- [EXTRAIT FOURNI]:

A. LES CRISES FINANCIÈRES : UNE TYPOLOGIE91( * )
Même
si elles paraissent diverses en termes de causes et de manifestations,
l'expérience historique suggère qu'on peut distinguer trois types
généraux de crises financières ou des périodes
d'instabilité financières (Davis, 2002)
Des crises entraînées par des faillites dans le secteur
bancaire dues à des pertes d'investissements ou à un excès
de prêts non-performants.
Les exemples de ce type de crise sont
nombreux (le crise bancaire texane et la crise « Savings and
Thrifts » aux USA entre 1979-89, la crise bancaire dans les pays
nordiques en 1991-92, la crise asiatique en 1998), mais l'exemple le plus
frappant est le cas Japonais depuis une décennie. Ce type de crise
implique une contraction du crédit aux secteurs non-financiers de
l'économie, et a donc des implications directes pour l'économie
réelle. A noter que ce type de crise peut faire surface même dans
des économies avec des moyens de financement alternatifs aux banques
(marchés boursiers et obligataires. En d'autres termes, ce type de crise
est dû à un endettement excessif qui fragilise le système
financier ; les crises financières suivent un cycle d'expansion du
crédit dû à un choc positif initial qui provoque du
surinvestissement et une croissance excessive de l'endettement. Une phase de
sous-estimation du risque par les prêteurs et/ou une inflation des prix
des actifs injustifié, seront suivis par la déflation et un crise
bancaire, dés lors qu'un choc négatif fera éclater la
bulle. Pour certains économistes d'inspiration keynésienne ceci
est une caractéristique « normale » du cycle
économique (Kindleberger : 1978 ; Minsky : 1977).
Les crises dues à une volatilité extrême des prix des actifs financiers, souvent suite à un valorisation excessive générée par un changement radical des anticipations . Ce type de crise est au coeur de nos problématiques car, de nos jours, les acteurs principaux semblent être les investisseurs institutionnels. Ce qui nous intéresse ici ce sont les implications des fluctuations extrêmes des prix pour les autres institutions, financières ou non-financières. Souvent ces fluctuations résultent des comportements moutonniers ou des stratégies mimétiques des investisseurs institutionnels. Les mouvements soudains et violents des prix des actifs ne déclencheront pas nécessairement des crises systémiques. Mais, lorsque d'autres institutions ont pris des positions importantes sur les marchés, à un niveau de prix des titres élevé, le déclin peut provoquer des pertes en capital importantes pour les institutions concernées. Des exemples de ce type de crise incluent le krach de 1997, la crise du SME en 1992, le retournement du marché obligataire en 1994, et la crise mexicaine.

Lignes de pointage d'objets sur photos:
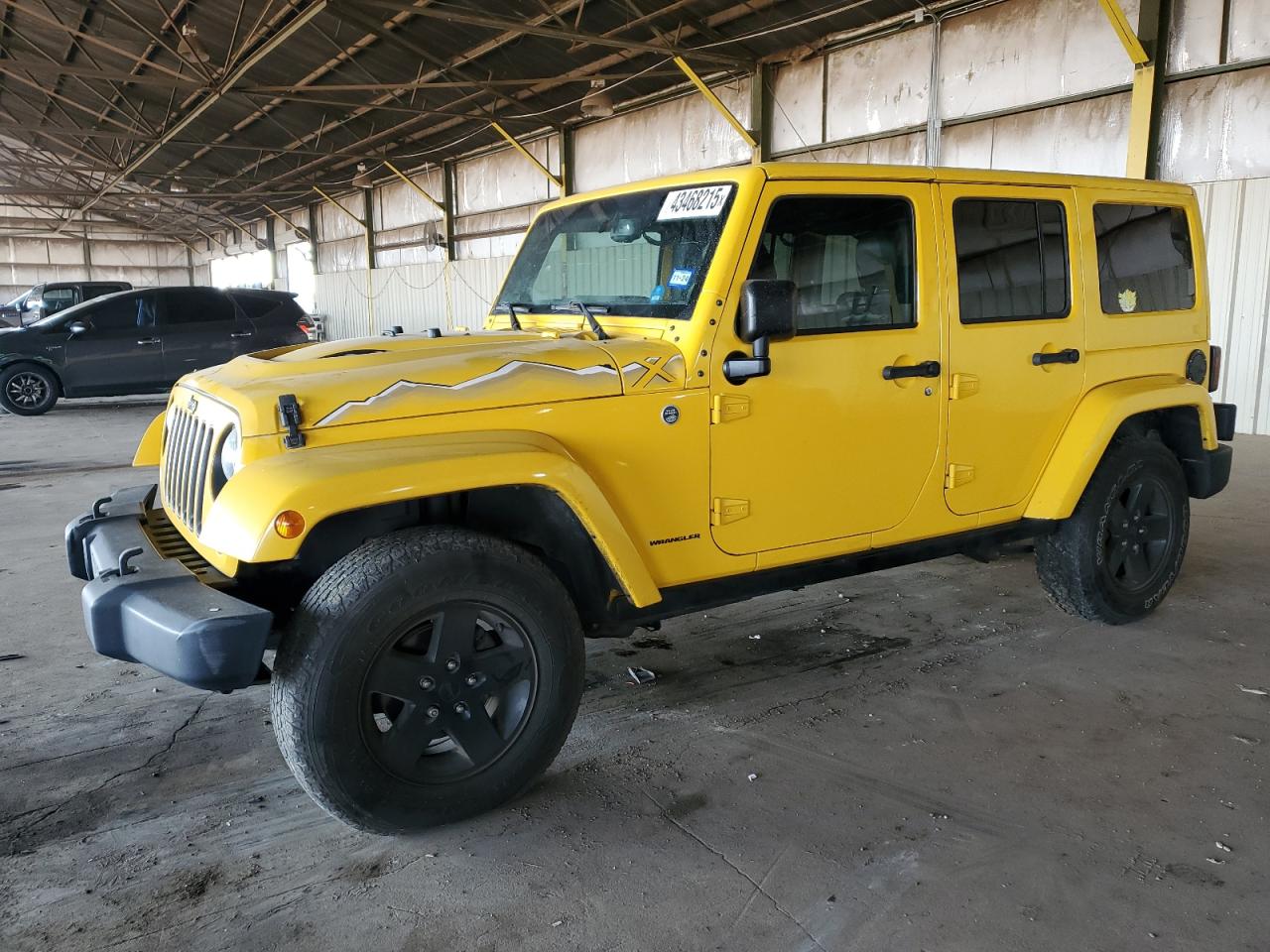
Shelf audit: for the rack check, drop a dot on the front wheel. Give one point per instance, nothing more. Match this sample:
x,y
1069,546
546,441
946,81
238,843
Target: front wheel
x,y
430,675
28,390
1118,555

- [CONSIGNES DE TRAVAIL]:
Répondez brièvement à ces questions sur l'extrait consacré aux crises financières :
(a) Quel cas l'extrait présente-t-il comme l'exemple le plus frappant de crise due aux faillites bancaires ?
(b) Qui semblent être aujourd'hui les acteurs principaux des crises liées à la volatilité des prix des actifs financiers ?
(c) Quels économistes voient dans l'enchaînement expansion du crédit et crise bancaire une caractéristique « normale » du cycle économique ?
Ces lignes forment un matériau distinct de l'extrait.

- [RÉPONSE ATTENDUE]:
(a) Le cas japonais, depuis une décennie.
(b) Les investisseurs institutionnels.
(c) Kindleberger et Minsky, des économistes d'inspiration keynésienne.